EXERCISE MATERIALS -
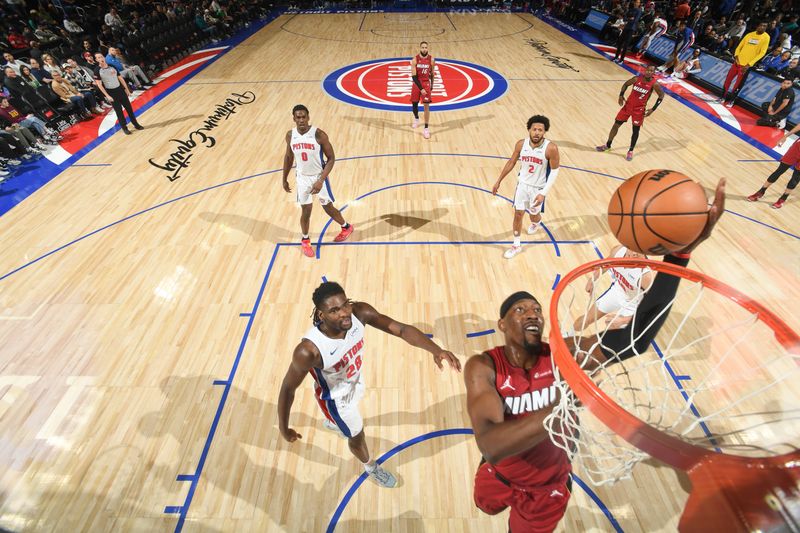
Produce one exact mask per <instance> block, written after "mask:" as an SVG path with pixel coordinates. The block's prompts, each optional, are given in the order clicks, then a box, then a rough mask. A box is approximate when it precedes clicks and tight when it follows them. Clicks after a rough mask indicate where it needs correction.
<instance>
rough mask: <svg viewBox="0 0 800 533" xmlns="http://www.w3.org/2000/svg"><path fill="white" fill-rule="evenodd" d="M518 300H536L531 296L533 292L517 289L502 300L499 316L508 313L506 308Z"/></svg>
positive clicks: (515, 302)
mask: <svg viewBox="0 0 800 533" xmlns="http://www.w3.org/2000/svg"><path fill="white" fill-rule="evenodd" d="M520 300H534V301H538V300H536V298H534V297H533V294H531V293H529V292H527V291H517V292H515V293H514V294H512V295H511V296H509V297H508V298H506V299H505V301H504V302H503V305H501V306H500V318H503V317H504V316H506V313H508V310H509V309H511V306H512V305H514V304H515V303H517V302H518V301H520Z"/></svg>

INSTRUCTION -
Reproduce the rows word for word from their beginning up to and including the line containing "positive clicks: (515, 302)". Leave the pictures out.

TASK OUTPUT -
Produce one exact mask per <instance> block, written after "mask:" as an SVG path with pixel coordinates. The block's prompts, each optional, are given in the order clicks, then a box, then a rough mask. A box is approximate when it precedes clicks and tight when it follows them. Clicks after a rough mask indicate where it needs correction.
<instance>
rough mask: <svg viewBox="0 0 800 533" xmlns="http://www.w3.org/2000/svg"><path fill="white" fill-rule="evenodd" d="M518 300H536L531 296L533 292L517 289L502 300L499 316L508 313L506 308Z"/></svg>
positive clicks: (515, 302)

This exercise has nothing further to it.